TEXT FOR ANALYSIS:
☆ ☆ ☆ ☆ ☆

Dr. Masashi Mizuguchi, Professor, Department of Developmental Medical Sciences at the The University of Tokyo, Japan answer some questions for us. Dr Mizuguchi is a pioneer of ANE research and first proposed it as its own entity in 1995. Here he gives the reasons he chose to study ANE.
Q1: What do you find most fascinating about ANE?
In the year 1981, soon after I became a pediatrician, I encountered for the first time a patient with ANE, a 5-year-old Japanese girl. In the evening, she visited the emergency room (ER) of a municipal hospital where I was on duty. According to the prior phone call from the ambulance crew, the diagnosis was supposed to be febrile seizures. Soon after her arrival to ER, however, I realized that she had some critical condition which I had never seen or even heard of. I was shocked by all her findings: physical findings of very high body temperature (41℃), coma and decorticate rigidity, laboratory findings of exceedingly high serum transaminases (>50,000 units) and cerebrospinal fluid protein (yellow, viscous and clotting spontaneously), and CT findings of symmetrical lesions in the bilateral thalamus. Subsequently, she never recovered consciousness and died two weeks later. Since that night, I have been studying this devastating syndrome, ANE, for more than three decades. I feel as if the patient has told me to do so from the paradise.

☆ ☆ ☆ ☆ ☆

GIVEN INFORMATION:
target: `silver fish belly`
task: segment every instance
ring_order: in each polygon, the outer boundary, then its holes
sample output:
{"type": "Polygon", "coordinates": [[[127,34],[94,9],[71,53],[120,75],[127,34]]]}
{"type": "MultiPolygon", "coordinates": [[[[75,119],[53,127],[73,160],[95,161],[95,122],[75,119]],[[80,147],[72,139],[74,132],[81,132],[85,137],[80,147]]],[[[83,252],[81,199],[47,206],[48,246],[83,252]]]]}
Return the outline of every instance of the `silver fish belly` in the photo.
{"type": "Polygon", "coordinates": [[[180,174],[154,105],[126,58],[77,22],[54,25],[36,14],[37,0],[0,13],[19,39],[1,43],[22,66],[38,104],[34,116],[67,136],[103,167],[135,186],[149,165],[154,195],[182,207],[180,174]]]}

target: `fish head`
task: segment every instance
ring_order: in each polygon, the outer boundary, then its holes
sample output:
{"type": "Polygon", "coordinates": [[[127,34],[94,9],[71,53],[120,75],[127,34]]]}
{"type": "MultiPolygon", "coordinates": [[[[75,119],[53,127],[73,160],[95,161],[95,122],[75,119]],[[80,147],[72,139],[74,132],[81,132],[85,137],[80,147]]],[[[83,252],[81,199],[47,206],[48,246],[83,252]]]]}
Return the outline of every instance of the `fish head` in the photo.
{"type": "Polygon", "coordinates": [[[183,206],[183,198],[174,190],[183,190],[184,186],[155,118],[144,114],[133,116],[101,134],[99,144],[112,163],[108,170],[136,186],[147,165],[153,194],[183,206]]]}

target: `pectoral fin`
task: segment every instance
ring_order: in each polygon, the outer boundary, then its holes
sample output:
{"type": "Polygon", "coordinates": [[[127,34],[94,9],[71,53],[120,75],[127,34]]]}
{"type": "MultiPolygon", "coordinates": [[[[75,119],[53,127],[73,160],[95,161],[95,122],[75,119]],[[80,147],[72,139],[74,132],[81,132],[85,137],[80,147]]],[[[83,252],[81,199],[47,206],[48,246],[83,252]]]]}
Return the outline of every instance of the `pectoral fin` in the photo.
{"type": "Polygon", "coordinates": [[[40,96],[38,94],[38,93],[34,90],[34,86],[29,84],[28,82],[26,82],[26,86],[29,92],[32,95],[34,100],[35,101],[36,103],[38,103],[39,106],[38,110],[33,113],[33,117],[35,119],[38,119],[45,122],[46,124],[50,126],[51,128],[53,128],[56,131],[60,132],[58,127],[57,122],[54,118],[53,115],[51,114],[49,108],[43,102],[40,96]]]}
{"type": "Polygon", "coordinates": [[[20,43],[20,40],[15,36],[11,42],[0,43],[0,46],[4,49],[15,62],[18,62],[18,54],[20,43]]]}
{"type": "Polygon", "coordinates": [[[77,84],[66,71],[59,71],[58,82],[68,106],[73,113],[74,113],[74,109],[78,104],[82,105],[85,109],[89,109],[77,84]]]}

☆ ☆ ☆ ☆ ☆

EXERCISES TO COMPLETE:
1/ Reproduce the text of the ANE interview word for word, from "Dr. Masashi Mizuguchi, Professor, Department" up to and including "fascinating about ANE?".
2/ Supply the next part of the interview about ANE, picking up after its last sentence.

EXERCISE ANSWERS:
1/
Dr. Masashi Mizuguchi, Professor, Department of Developmental Medical Sciences at the The University of Tokyo, Japan answer some questions for us. Dr Mizuguchi is a pioneer of ANE research and first proposed it as its own entity in 1995. Here he gives the reasons he chose to study ANE.
Q1: What do you find most fascinating about ANE?

2/
Q2: If you could advice to doctors working in Emergency Room what would it be?
When infants and young children have a viral infectious disease (such as influenza and exanthema subitum) with fever and convulsion, the diagnosis is febrile seizures in the vast majority of them. In the case of prolonged coma following the convulsion, however, please consider the possibility of encephalitis and encephalopathy syndromes, including ANE.
Q3: What advice would you give parents when they first present to the ER with neurological change in their child to get the deserved attention?
If your child recovers consciousness within 30 minutes or 1 hour after convulsion, please relax. It’s only febrile seizures. If not, ask the doctor again about the next step of diagnosis and treatment.